ZADANIA DO WYKONANIA:
(1) Sprawdź, czy stwierdzenia (a), (b) i (c) zgadzają się z tekstem o składaniu wniosku o paszport: (a) w urzędzie nikt nie stał w kolejce; (b) rejestracja przez Internet pokazywała wolne miejsca; (c) miejsce parkingowe było daleko od urzędu. Przy każdym odpowiedz „tak” lub „nie” i przytocz dokładnie rozstrzygające słowa tekstu.
(2) Kontynuuj tekst o składaniu wniosku o paszport, zaczynając zaraz po jego ostatnim zdaniu.

Dziś, dość spontanicznie, pojechałam wyrobić paszport z nowym nazwiskiem.
Miałam podjechać tylko na badania zupełnie gdzie indziej, ale wychodząc z domu się jeszcze cofnęłam po papiery i fotę, bo w sumie jak się kulałam do centrum to może by się udało złożyć ten wniosek.
No i się udało – nie dość, że czekało na mnie miejsce parkingowe pod samym wejściem do Urzędu Wojewódzkiego, to jeszcze nie było nikogo w kolejce. Nawet urzędnicy między sobą rozmawiali, że tak spokojnego dnia od dawna nie było.
A ja już planowałam zrywać się na 7:30, bo rejestracja przez Internet mówiła, że skończyły się wolne miejsca i ogólnie spodziewałam się przedwakacyjnej masakry. A tu tak jakby mi życie rozłożyło czerwony dywan pod stopy =)

REKORDY DANYCH:
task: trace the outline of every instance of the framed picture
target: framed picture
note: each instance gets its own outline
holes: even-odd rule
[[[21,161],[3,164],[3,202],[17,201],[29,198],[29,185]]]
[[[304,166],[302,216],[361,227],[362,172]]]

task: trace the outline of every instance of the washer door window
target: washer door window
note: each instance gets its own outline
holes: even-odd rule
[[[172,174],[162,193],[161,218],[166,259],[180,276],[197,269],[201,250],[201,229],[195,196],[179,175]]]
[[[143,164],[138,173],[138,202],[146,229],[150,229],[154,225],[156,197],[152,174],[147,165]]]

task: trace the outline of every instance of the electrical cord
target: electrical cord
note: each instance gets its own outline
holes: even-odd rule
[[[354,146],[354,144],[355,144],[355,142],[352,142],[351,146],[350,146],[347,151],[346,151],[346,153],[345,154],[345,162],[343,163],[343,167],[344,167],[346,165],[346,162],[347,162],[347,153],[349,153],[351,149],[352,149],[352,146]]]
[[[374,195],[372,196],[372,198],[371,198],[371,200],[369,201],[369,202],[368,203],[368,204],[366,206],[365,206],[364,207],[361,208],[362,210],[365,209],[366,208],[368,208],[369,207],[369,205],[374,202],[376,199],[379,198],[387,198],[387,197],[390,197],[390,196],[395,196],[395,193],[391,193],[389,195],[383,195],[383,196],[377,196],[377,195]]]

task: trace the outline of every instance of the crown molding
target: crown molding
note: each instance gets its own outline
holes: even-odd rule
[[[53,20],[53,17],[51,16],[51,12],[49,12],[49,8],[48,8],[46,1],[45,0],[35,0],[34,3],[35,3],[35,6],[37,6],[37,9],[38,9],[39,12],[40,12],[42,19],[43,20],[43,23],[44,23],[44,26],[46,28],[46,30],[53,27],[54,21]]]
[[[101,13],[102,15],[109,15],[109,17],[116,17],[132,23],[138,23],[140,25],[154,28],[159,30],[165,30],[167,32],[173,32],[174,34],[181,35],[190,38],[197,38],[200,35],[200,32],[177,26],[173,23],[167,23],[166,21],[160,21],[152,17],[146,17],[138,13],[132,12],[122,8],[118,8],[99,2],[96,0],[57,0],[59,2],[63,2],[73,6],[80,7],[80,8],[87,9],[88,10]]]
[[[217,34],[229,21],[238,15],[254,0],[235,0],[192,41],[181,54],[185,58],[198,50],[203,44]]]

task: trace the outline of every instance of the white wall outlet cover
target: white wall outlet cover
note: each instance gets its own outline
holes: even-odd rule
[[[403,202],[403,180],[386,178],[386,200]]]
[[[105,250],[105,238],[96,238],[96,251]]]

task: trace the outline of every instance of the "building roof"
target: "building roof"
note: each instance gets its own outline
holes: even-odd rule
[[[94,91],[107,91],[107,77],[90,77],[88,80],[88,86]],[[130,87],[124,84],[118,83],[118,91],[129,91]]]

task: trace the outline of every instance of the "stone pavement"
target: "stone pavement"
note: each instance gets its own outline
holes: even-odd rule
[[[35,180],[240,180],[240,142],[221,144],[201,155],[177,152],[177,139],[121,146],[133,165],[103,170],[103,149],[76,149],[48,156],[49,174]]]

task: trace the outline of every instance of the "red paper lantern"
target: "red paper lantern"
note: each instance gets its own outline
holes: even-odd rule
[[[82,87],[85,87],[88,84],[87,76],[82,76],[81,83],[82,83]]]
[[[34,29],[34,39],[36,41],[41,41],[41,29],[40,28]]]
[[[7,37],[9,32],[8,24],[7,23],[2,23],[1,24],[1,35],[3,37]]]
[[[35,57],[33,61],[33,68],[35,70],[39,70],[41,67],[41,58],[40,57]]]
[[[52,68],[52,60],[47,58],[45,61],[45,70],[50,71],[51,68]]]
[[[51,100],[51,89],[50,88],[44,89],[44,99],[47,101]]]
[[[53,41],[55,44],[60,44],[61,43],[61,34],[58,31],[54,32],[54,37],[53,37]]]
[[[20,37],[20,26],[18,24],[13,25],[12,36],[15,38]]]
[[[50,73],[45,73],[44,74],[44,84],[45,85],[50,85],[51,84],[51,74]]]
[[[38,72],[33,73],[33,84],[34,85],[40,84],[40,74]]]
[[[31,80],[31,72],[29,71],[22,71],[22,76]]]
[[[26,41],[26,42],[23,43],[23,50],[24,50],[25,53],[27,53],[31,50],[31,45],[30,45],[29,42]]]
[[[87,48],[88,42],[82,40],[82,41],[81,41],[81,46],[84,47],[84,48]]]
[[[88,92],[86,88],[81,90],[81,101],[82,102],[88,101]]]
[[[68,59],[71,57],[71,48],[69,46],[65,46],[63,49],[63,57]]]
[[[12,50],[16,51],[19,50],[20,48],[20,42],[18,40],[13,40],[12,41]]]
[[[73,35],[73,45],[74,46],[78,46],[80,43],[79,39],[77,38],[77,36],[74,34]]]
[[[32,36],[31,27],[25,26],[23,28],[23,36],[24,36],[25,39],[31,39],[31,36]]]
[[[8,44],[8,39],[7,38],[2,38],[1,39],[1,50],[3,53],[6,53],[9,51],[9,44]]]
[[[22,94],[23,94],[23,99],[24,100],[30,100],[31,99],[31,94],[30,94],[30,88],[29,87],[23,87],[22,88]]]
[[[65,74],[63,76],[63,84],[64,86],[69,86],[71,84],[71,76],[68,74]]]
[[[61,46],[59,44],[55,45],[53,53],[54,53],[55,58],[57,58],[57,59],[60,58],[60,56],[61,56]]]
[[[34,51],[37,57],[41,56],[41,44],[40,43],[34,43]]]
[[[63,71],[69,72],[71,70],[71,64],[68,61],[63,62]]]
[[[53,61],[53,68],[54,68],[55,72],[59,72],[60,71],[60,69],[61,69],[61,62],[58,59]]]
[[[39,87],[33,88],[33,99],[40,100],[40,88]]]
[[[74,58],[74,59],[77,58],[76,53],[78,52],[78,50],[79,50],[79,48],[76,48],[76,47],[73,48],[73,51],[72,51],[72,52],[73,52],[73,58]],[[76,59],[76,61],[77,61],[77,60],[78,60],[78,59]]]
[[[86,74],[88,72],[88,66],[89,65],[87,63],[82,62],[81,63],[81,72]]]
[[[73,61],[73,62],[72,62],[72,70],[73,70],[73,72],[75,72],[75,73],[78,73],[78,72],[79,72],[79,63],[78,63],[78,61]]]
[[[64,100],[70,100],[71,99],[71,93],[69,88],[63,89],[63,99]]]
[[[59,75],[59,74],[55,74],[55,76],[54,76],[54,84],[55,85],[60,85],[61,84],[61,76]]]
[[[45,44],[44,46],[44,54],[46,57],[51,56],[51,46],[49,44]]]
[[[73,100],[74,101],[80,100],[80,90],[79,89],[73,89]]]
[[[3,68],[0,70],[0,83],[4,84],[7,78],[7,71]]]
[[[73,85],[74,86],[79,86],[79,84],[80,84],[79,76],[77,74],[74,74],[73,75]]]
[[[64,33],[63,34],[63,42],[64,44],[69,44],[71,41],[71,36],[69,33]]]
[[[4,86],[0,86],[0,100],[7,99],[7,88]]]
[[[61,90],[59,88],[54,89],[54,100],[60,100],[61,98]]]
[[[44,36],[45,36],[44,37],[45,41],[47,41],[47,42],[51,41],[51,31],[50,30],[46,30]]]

ODPOWIEDZI PISEMNE:
(1)
(a) Tak: „nie było nikogo w kolejce”.
(b) Nie: „rejestracja przez Internet mówiła, że skończyły się wolne miejsca”.
(c) Nie: „czekało na mnie miejsce parkingowe pod samym wejściem do Urzędu Wojewódzkiego”.

(2)
Ale nadal mi dziwnie jak się podpisuję nowym nazwiskiem. Choć i dziwnie i normalnie.
Ciągle mam jakiś dysonans poznawczy. Przecież wykręciłam swoje ścieżki życiowe w zupełnie inne strony, pozmieniało się prawie wszystko, pospełniałam tyle marzeń w tak krótkim czasie jak nigdy, a to nadal jest tak niesamowicie normalne. Gdzie te gromy z nieba, trąby archanielskie, gdzie emocje, motylki w brzuchu, trema, ściskanie w żołądku ze stresu?
Paradoksalnie to nie jest takie łatwe, żeby rozpoznać, że jest dobrze. Jesteśmy nauczeni, że życie musi nami szarpać, musi się coś w nas dziać. Jak wpływamy na wody spokojne i płaskie jak lustro to głupiejemy. Korci, żeby wetknąć patyk, wrzucić kamyk, żeby choć trochę zafalować, żeby coś się działo, coś nami bujało.
A przecież jak nie buja to jest bezpiecznie. Jak jest cicho to jest spokój. Jak jest spokój to jest dobrze.
Tak po prostu dobrze.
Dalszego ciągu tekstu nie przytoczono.